> **Excerpt to read**:
▬▬▬

Two-phase orthodontic treatment is a specialized process that combines teeth straightening as well as physical, facial changes. Two-phase treatments maximize the opportunity to accomplish a healthy, functional, and aesthetically pleasing smile that will remain stable throughout your child’s life.
If completed early enough, two-phase treatment can avoid the need for more invasive treatment later in life. Early treatment may prevent the removal of permanent teeth too, and the need for surgical procedures to realign the jaws.
Phase-one treatment helps the jaw develop in a way that accommodates all of their permanent teeth and their upper and lower jaws. Children as young as six can exhibit early signs of jaw problems as they grow and develop. An upper jaw that grows too quickly or narrowly can be spotted at an early age, so proper orthodontics can intervene. Children over the age of six that exhibit this jaw discrepancy are candidates for early orthodontic treatment. Children around the age of eight with crowded front teeth can also benefit from early treatment.
Orthodontic records will be necessary to determine the type of appliances to be used, the duration of treatment time, and the frequency of visits. Records consist of models of the teeth, X-rays, and photographs. During your child’s initial consultation, Dr. Lewis will take records to determine if early treatment is necessary.
During the resting period, the remaining permanent teeth are left alone to erupt. A successful first phase will have created sufficient room for permanent teeth to find an eruption path. It is best to allow the existing permanent teeth some freedom of movement; otherwise, they may become impacted or severely displaced.
At the end of the first phase, teeth are not in their final positions. This will be determined and accomplished in the second phase of treatment. Selective removal of certain primary (baby) teeth may be in the best interest of enhancing eruption during this resting phase. Therefore, periodic recall appointments for monitoring are necessary, usually on a six-month basis.
The second phase of treatment ensures that each tooth has an exact location in the mouth that is optimal for the lips, cheeks, tongue, and other teeth. Once properly set, the teeth will function together properly. Phase two usually involves full upper and lower braces.
During the first phase, orthodontic records, a diagnosis, and treatment plan were established. Certain types of appliances were used in the first phase to correct and realign the teeth and jaw. The second phase begins when all permanent teeth have erupted, and usually requires braces on all the teeth for an average of 24 months. Retainers are worn after this phase to ensure your child retains their beautiful smile.

▬▬▬

> **Data for analysis**:
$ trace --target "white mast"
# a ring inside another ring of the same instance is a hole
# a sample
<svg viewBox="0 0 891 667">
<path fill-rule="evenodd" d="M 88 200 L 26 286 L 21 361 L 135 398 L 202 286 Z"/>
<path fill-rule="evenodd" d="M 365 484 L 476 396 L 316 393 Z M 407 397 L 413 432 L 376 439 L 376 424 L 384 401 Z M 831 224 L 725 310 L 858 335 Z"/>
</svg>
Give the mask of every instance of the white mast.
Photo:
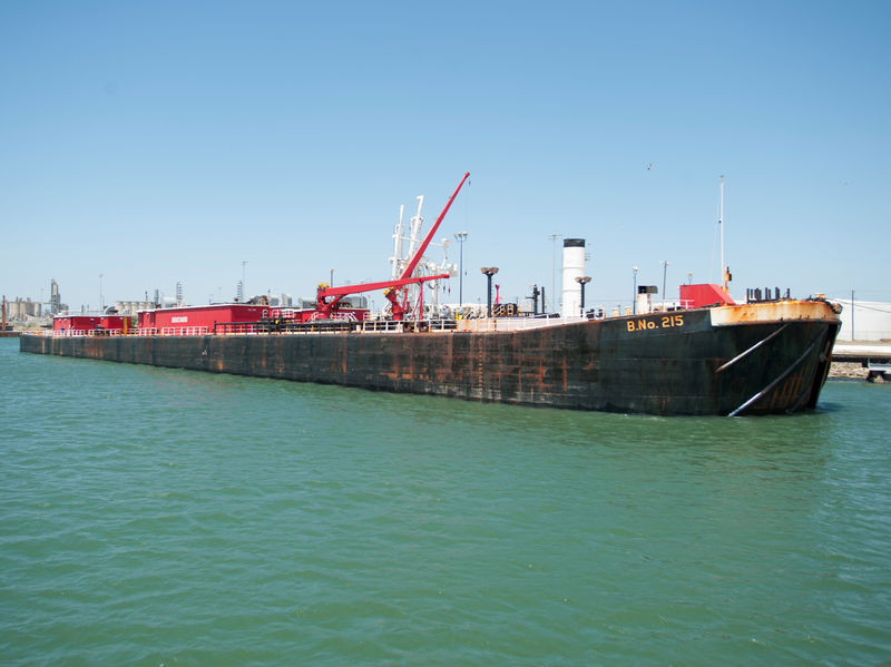
<svg viewBox="0 0 891 667">
<path fill-rule="evenodd" d="M 717 225 L 721 228 L 721 286 L 727 291 L 727 267 L 724 264 L 724 175 L 721 175 L 721 213 Z"/>
</svg>

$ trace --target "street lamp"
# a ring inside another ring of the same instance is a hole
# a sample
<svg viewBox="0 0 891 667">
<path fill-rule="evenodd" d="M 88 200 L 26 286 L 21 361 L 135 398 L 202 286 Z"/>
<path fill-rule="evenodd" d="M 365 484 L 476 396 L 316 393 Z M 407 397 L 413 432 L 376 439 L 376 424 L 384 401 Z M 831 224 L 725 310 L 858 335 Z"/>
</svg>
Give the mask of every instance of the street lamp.
<svg viewBox="0 0 891 667">
<path fill-rule="evenodd" d="M 668 265 L 670 262 L 668 259 L 663 259 L 662 264 L 662 304 L 665 305 L 665 276 L 668 274 Z"/>
<path fill-rule="evenodd" d="M 634 294 L 631 294 L 631 313 L 637 315 L 637 271 L 636 266 L 631 266 L 631 271 L 634 272 Z"/>
<path fill-rule="evenodd" d="M 497 266 L 483 266 L 482 268 L 480 268 L 480 271 L 482 272 L 482 275 L 484 275 L 487 277 L 487 279 L 488 279 L 488 285 L 487 285 L 487 290 L 486 290 L 486 292 L 488 294 L 488 297 L 486 300 L 486 303 L 487 303 L 486 311 L 488 313 L 487 316 L 491 317 L 492 316 L 492 276 L 498 273 L 498 267 Z"/>
<path fill-rule="evenodd" d="M 576 276 L 576 282 L 581 286 L 581 316 L 585 316 L 585 285 L 591 282 L 590 276 Z"/>
<path fill-rule="evenodd" d="M 454 235 L 458 242 L 458 305 L 464 305 L 464 242 L 467 232 L 459 232 Z"/>
</svg>

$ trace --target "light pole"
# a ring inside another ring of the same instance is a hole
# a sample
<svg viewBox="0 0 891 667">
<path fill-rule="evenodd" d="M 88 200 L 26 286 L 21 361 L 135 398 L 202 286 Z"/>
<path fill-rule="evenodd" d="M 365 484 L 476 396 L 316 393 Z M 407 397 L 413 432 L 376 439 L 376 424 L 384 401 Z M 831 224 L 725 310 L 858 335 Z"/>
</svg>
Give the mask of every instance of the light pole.
<svg viewBox="0 0 891 667">
<path fill-rule="evenodd" d="M 636 266 L 631 266 L 631 271 L 634 272 L 634 293 L 631 294 L 631 313 L 637 315 L 637 271 Z"/>
<path fill-rule="evenodd" d="M 550 305 L 555 313 L 557 312 L 557 239 L 561 236 L 562 234 L 548 234 L 548 238 L 554 242 L 554 255 L 550 265 Z"/>
<path fill-rule="evenodd" d="M 492 276 L 498 273 L 498 267 L 497 266 L 483 266 L 482 268 L 480 268 L 480 271 L 482 272 L 482 275 L 484 275 L 486 278 L 488 279 L 488 285 L 487 285 L 487 288 L 486 288 L 486 293 L 488 294 L 488 297 L 486 300 L 486 304 L 487 304 L 486 305 L 486 312 L 487 312 L 487 317 L 491 317 L 492 316 Z"/>
<path fill-rule="evenodd" d="M 581 286 L 581 316 L 585 316 L 585 285 L 591 282 L 590 276 L 576 276 L 576 282 Z"/>
<path fill-rule="evenodd" d="M 662 264 L 662 304 L 665 305 L 665 277 L 668 275 L 668 265 L 670 262 L 668 259 L 663 259 Z"/>
<path fill-rule="evenodd" d="M 467 232 L 459 232 L 454 235 L 458 241 L 458 305 L 464 305 L 464 242 Z"/>
</svg>

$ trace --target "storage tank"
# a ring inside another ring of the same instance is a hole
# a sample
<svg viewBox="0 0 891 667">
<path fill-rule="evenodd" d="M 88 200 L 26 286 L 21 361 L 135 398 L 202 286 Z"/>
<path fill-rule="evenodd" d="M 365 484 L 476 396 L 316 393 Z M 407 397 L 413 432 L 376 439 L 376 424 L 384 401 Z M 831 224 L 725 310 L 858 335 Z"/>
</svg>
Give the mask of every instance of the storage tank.
<svg viewBox="0 0 891 667">
<path fill-rule="evenodd" d="M 576 281 L 585 275 L 585 239 L 564 239 L 564 317 L 581 315 L 581 285 Z"/>
</svg>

▬▬▬

> **Work instruction**: Reproduce the stretch of the two-phase orthodontic treatment text above from "If completed early" through "from early treatment.", word for word.

> **Answer for this exercise**:
If completed early enough, two-phase treatment can avoid the need for more invasive treatment later in life. Early treatment may prevent the removal of permanent teeth too, and the need for surgical procedures to realign the jaws.
Phase-one treatment helps the jaw develop in a way that accommodates all of their permanent teeth and their upper and lower jaws. Children as young as six can exhibit early signs of jaw problems as they grow and develop. An upper jaw that grows too quickly or narrowly can be spotted at an early age, so proper orthodontics can intervene. Children over the age of six that exhibit this jaw discrepancy are candidates for early orthodontic treatment. Children around the age of eight with crowded front teeth can also benefit from early treatment.